▶ _Task statement_
Copy the entries below exactly; any picture among them should be left out.

▶ _Data for review_
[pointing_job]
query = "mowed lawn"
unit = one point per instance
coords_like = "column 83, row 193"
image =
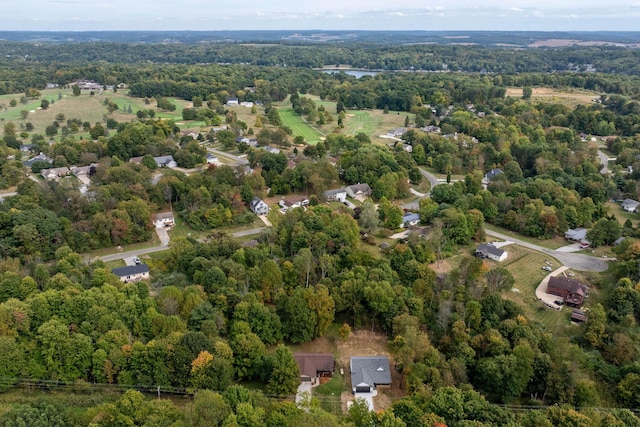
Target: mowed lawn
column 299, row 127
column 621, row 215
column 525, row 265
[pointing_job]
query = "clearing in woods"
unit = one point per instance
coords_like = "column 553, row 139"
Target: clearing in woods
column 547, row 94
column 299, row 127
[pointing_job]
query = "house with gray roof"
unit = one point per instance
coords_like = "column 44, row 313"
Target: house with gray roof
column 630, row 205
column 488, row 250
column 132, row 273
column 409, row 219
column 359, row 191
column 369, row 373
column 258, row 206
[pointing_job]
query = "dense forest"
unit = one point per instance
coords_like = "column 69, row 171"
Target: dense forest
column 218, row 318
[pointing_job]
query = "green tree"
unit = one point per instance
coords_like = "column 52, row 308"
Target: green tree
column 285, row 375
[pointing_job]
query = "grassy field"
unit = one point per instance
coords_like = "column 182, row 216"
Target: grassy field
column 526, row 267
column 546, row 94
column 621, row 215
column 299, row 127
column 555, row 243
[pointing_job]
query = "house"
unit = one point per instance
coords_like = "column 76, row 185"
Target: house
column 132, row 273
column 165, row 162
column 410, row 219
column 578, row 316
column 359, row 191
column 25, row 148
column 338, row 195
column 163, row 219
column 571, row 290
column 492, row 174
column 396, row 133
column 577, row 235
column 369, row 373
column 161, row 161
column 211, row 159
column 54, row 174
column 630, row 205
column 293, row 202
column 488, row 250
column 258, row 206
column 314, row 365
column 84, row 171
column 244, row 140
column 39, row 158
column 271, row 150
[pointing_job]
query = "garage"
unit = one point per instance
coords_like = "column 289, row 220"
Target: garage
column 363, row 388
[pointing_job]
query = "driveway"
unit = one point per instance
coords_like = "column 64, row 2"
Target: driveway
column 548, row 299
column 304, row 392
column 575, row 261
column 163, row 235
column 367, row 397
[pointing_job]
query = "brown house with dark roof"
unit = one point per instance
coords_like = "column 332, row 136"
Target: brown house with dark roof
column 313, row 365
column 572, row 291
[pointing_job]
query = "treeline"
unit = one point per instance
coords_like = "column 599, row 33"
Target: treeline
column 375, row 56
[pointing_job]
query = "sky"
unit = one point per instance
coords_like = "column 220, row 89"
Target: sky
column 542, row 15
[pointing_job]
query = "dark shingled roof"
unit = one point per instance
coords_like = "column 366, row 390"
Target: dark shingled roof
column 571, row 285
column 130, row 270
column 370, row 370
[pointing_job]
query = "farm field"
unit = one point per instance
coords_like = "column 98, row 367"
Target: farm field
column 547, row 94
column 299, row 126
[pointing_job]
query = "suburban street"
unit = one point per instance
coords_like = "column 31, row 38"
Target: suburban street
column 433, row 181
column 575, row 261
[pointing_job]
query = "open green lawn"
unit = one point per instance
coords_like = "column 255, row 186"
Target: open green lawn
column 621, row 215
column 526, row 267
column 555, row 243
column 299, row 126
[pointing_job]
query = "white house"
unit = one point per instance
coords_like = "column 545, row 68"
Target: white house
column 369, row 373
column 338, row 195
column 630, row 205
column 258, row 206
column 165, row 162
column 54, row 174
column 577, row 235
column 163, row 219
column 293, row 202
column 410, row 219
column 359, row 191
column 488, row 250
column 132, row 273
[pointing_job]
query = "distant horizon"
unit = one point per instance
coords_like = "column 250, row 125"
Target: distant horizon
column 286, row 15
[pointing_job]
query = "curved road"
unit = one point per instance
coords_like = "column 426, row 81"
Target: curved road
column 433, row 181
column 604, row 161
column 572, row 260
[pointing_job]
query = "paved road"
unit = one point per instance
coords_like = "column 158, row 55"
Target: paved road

▶ _Output below_
[pointing_job]
query = "mowed lawn"
unit = one point per instance
coords_like = "column 83, row 193"
image =
Target: mowed lawn
column 299, row 127
column 621, row 215
column 525, row 265
[pointing_job]
query = "clearing in woods"
unit = one point per instance
coords_like = "column 553, row 139"
Target: clearing in woods
column 547, row 94
column 299, row 127
[pointing_job]
query = "house with gray roof"
unit = one point per instance
coords_like = "column 44, row 313"
Target: house with gray roof
column 630, row 205
column 488, row 250
column 132, row 273
column 409, row 219
column 359, row 191
column 369, row 373
column 258, row 206
[pointing_job]
query = "dense forest"
unit = one point per instance
coords_like = "column 69, row 171"
Target: dense forest
column 218, row 318
[pointing_job]
query = "green tree"
unit = one point per instance
coords_like = "column 52, row 308"
Target: green tree
column 285, row 375
[pointing_job]
query = "grassy field"
unit = one point per instance
coords_like = "column 182, row 216"
Target: grassy field
column 526, row 267
column 546, row 94
column 621, row 215
column 299, row 127
column 555, row 243
[pointing_job]
query = "house"
unit = one point per instance
coords_like = "column 76, row 185"
Target: house
column 132, row 273
column 165, row 162
column 410, row 219
column 578, row 316
column 359, row 191
column 25, row 148
column 338, row 195
column 163, row 219
column 571, row 290
column 492, row 174
column 396, row 133
column 577, row 235
column 369, row 373
column 161, row 161
column 211, row 159
column 54, row 174
column 630, row 205
column 293, row 202
column 488, row 250
column 258, row 206
column 314, row 365
column 84, row 171
column 244, row 140
column 39, row 158
column 271, row 150
[pointing_job]
query = "garage"
unit = one point per instance
coords_like = "column 289, row 220"
Target: garage
column 363, row 388
[pointing_job]
query = "driveway"
unit = one point per instance
coords_like = "column 64, row 2"
Target: driveway
column 548, row 299
column 304, row 392
column 575, row 261
column 163, row 235
column 367, row 397
[pointing_job]
query = "brown house with dark roof"
unit = one point per instance
coords_like = "column 332, row 136"
Target: brown house with dark roof
column 313, row 365
column 572, row 291
[pointing_job]
query = "treeline"
unit = one point per instance
coords_like = "column 599, row 33"
Target: treeline
column 375, row 56
[pointing_job]
query = "sky"
unit = one point per instance
coords_like = "column 220, row 89"
Target: sky
column 542, row 15
[pointing_job]
query = "dark shingled roof"
unit = one point per instance
coords_like = "column 366, row 390"
Target: dark shingled roof
column 571, row 285
column 130, row 270
column 370, row 370
[pointing_job]
query = "farm field"
unit = one point per instance
coords_like = "column 98, row 367"
Target: farm field
column 547, row 94
column 299, row 126
[pointing_job]
query = "suburban street"
unit = one point per instance
coords_like = "column 31, row 38"
Target: suburban street
column 433, row 181
column 575, row 261
[pointing_job]
query = "open green lawn"
unit = one point per instance
coords_like = "column 255, row 186"
Target: open green lawn
column 621, row 215
column 526, row 267
column 555, row 243
column 299, row 126
[pointing_job]
query = "white house"
unit = one point per instance
coords_like = "column 545, row 68"
Target: white house
column 369, row 373
column 338, row 195
column 630, row 205
column 258, row 206
column 165, row 162
column 54, row 174
column 577, row 235
column 163, row 219
column 293, row 202
column 410, row 219
column 359, row 191
column 488, row 250
column 132, row 273
[pointing_job]
query = "distant horizon"
unit = one point per instance
coords_like = "column 250, row 125"
Target: distant horizon
column 286, row 15
[pointing_job]
query = "curved road"
unit = one point per instance
coords_like = "column 426, row 81"
Target: curved road
column 433, row 181
column 604, row 161
column 572, row 260
[pointing_job]
query = "paved road"
unit = one point per instance
coords_like = "column 158, row 55"
Target: paved road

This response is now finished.